# [Objective 1]
According to the text on enterprise software reviews, what is the greatest reason users in vendor-controlled settings do not share honest opinions?
# [Objective 2]
Pick up the text on enterprise software reviews after its final sentence and keep writing.

While it is true that enterprise software users sometimes interact with other users, it is usually in a highly controlled environment established by the software vendor—a reference call, a vendor conference, or a user group. In these controlled environments, enterprise software users often cannot and do not share real, honest, unbiased opinions for a number of reasons—the greatest of which is discomfort attaching their name to that opinion publicly because of the potential negative ramifications against their company, their group or themselves.


B. Why Traditional Online User Review Forums Cannot Facilitate Enterprise Software Reviews


On the Internet, there are a number of websites for users of consumer products and services to share opinions and reviews with each other anonymously, thereby enabling the reviews to be honest and unbiased. However, enterprise software cannot be reviewed on these sites because of two major problems:

    • 1. There is no agreement on what is being compared. Enterprise software is so complex that a review is meaningless without breaking it down into categories relevant to enterprise software.
    • 2. How well a particular enterprise software product works is a function of the stack configuration it is deployed on. It is impossible to compare two reviews of the same product without taking the stack configuration into account.







DESCRIPTION OF THE INVENTION

We have invented a method and device for enabling users of enterprise software products to create, publish, and share reviews of enterprise software products. This is accomplished through a server-hosted website accessible over the Internet to all users of enterprise software products. Using this website, users of enterprise software can create a review about an enterprise software product they are using or deploying and also view reviews by other users on the enterprise software products that those users are using.


There are some unique challenges with creating and sharing reviews of enterprise software products, specifically:

    • 1. Defining a common set of review dimensions for reviewing and comparing enterprise software products
    • 2. Factoring the enterprise software product's stack configuration into the review


Our Invention solves these problems using two new and innovative techniques we created, which form the basis of this application.


A. Solving the Two Challenges of Online User Reviews of Enterprise Software Products with Two Novel Methods


While we will detail the workings of our Invention in Sections 5 and 6, we will now give a brief overview of our Invention that enables users to post and view reviews of enterprise software products with the following two novel concepts that address the two challenges described above.


1. A Common Set of Dimensions for Reviews of Enterprise Software Products


We have created a list of 11 common dimensions to review enterprise software products. These 11 dimensions are Installation/Configuration, Ease of Use, Functionality, Architecture, Ease of Integration, Quality, Scalability/Performance, Reliability, Administration/Security, Customizability, and Standards Compliance. These 11 dimensions are relevant, germane and applicable across the entire gamut of enterprise software products.


In our Invention, when a user reviews an enterprise software products, they can provide a overall quantitative rating, recommendation and comments on the enterprise software product but also provide a quantitative rating (eg. 2 out of 5, 4.5 out of 10, etc) for the enterprise software product on each of the 11 dimensions listed above. In addition, for each of the 11 dimensions, the user may also provide a qualitative review by writing specific comments about the enterprise software product along that specific dimension that could reinforce or provide more detail into the quantitative rating provided. This allows the various reviews about an enterprise software product to be compared and contrasted with each other and to be aggregated and averaged along each of the 11 dimensions to provide a consolidated score to a user. In addition, a common set of reviews also enables two different enterprise software products to be compared against each other on the same dimensions in an apples-to-apples fashion.

# [Raw records]
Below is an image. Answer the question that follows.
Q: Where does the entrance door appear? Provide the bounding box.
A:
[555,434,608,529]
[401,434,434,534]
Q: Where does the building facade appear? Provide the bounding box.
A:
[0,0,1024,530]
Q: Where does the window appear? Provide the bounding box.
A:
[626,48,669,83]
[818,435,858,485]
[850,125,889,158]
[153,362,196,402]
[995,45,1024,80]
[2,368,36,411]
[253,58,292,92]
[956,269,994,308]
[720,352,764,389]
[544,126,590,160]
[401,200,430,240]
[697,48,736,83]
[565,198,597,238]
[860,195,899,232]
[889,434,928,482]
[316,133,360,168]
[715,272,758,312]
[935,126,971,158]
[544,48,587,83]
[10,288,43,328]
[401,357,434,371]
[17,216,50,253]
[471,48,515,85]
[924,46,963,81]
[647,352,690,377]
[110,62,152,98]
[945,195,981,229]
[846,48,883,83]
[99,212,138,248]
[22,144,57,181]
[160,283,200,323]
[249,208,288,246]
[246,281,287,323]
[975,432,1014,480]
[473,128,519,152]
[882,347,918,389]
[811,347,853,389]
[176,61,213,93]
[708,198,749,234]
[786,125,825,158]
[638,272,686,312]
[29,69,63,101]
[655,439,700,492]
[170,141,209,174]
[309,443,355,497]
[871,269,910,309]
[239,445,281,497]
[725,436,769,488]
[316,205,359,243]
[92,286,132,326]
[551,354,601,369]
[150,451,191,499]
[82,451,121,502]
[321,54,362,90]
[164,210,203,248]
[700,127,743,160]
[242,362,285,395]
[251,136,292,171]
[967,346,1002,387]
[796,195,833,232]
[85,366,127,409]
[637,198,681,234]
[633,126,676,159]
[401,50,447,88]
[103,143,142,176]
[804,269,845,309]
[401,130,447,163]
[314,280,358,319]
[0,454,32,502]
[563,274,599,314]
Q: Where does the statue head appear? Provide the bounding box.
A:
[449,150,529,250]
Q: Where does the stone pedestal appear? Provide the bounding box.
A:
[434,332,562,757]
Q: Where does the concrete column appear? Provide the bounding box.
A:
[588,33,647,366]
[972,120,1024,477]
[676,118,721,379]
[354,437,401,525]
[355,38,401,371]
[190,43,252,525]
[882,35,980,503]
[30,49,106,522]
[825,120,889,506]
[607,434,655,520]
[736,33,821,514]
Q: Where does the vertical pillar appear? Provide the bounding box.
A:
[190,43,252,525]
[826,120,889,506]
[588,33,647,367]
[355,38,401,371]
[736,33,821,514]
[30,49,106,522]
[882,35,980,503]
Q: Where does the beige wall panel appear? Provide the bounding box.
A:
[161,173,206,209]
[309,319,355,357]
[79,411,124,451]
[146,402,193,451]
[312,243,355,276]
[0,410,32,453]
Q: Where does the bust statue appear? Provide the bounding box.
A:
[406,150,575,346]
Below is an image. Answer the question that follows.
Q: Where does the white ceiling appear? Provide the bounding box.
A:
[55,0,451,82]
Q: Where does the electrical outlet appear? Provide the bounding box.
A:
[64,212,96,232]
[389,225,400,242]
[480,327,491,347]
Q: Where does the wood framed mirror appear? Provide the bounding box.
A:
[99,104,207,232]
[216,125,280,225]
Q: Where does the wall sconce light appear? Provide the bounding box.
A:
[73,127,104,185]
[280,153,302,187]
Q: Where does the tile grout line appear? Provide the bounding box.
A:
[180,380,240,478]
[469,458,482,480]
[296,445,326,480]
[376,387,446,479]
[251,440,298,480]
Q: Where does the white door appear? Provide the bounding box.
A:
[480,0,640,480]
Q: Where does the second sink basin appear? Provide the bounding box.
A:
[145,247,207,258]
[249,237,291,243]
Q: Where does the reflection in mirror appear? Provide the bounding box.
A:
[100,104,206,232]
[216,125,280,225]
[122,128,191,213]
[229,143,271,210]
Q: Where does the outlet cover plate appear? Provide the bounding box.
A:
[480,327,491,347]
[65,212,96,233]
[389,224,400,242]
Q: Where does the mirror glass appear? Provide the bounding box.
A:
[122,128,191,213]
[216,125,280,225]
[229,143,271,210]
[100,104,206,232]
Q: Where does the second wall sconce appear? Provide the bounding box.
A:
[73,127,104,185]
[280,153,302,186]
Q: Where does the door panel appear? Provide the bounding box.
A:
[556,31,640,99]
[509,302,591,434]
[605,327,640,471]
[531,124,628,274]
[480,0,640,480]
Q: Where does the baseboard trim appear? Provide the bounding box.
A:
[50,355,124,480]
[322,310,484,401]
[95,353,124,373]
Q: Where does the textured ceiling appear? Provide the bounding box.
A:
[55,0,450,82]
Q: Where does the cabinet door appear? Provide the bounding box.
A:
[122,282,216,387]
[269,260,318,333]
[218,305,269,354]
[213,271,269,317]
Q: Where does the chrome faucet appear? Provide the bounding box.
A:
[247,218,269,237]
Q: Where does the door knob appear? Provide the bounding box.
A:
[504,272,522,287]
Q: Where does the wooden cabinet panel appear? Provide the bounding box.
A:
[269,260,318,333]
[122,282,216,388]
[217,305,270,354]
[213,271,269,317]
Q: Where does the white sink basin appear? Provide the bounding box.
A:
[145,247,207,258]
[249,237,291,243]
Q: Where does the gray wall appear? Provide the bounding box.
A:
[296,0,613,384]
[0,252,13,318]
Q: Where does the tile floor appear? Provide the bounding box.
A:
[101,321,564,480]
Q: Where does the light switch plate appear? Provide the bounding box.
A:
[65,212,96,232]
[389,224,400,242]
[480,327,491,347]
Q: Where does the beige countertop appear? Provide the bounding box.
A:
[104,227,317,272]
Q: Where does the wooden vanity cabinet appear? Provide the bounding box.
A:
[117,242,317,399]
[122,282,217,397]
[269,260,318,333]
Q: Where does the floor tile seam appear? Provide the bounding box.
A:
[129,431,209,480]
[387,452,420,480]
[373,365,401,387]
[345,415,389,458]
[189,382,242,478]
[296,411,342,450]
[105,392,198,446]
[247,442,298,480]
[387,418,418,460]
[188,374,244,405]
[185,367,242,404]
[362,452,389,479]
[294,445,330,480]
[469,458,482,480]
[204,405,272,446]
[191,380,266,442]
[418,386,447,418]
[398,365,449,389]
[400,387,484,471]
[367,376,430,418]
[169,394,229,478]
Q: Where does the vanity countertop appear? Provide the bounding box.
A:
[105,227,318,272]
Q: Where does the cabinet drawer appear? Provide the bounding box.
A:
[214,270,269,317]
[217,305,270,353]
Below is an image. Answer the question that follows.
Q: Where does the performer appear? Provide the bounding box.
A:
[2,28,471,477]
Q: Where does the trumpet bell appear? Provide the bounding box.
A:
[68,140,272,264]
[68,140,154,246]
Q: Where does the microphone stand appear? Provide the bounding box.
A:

# [Final result 1]
They are uncomfortable attaching their name to an opinion publicly because of possible negative consequences for their company, their group, or themselves.

# [Final result 2]
2. Adding a Stack Configuration to a Review


Our Invention enables users creating a review to specify the stack configuration or software environment in which they are running the specific enterprise software product they are reviewing. This stack configuration is made up of a set of other enterprise software products and their versions as well as the hardware platform they are deployed on. Every review can have a configuration or environment attached to it and the stack configuration becomes an integral and inseparable part of the review. By enabling every review to include a stack configuration, users can filter their searches and find only reviews with specific stack configurations in which they are interested—resulting in the user being able to compare and contrast more effectively two reviews about the same enterprise product and also compare reviews across enterprise software products.


Our invention also helps those evaluating an enterprise software product to determine which stack configurations may be optimal for a that product, and how user experiences with that enterprise software product may vary across different stack configurations.


In Section 4 and 5, we will provide additional details of how these two novel methods form the core of our Invention, and also detail other new and innovative functions and processes that are part of our Invention.


B. Prior Art


The prior art in this area are the following:


Websites that provide articles, blogs, and discussion boards on the various topics and areas of specialization within information technology and enterprise software. At these sites, through the discussion boards/blog functionality, users may share experiences with each other by posting questions/answers/comments.


Online and offline analyst reports, magazines, and journals that provide reviews and evaluations of specific enterprise software products.


Product/Service review websites such as epinions.com and yelp.com primarily targeting consumers but where one can add a review about an enterprise software product.


We will now go through each prior art and detail its problems or shortcomings, how it differs from our Invention and why our Invention is a better solution.


1. IT Websites, Blogs, Discussion Boards


There are a myriad of information technology and enterprise software websites where users can get and post information about all things related to software. Many of these websites include a blog or discussion board where users can post questions and start discussions, and many of these discussion threads include users expressing their opinion, evaluation, or review of a specific enterprise software product. Each of these posts tends to be a free form text field where the user may write anything they choose. Unlike our Invention, websites with blogs and discussion boards do not address the two challenges of reviewing enterprise software products (Section 1.1) since:


They don't use a predefined list of common dimensions for reviewing enterprise software products. Every posting by a user may use different dimensions to review an enterprise software product making it impossible to objectively and effectively compare and contrast different reviews on the same enterprise software product or compare two different enterprise software products.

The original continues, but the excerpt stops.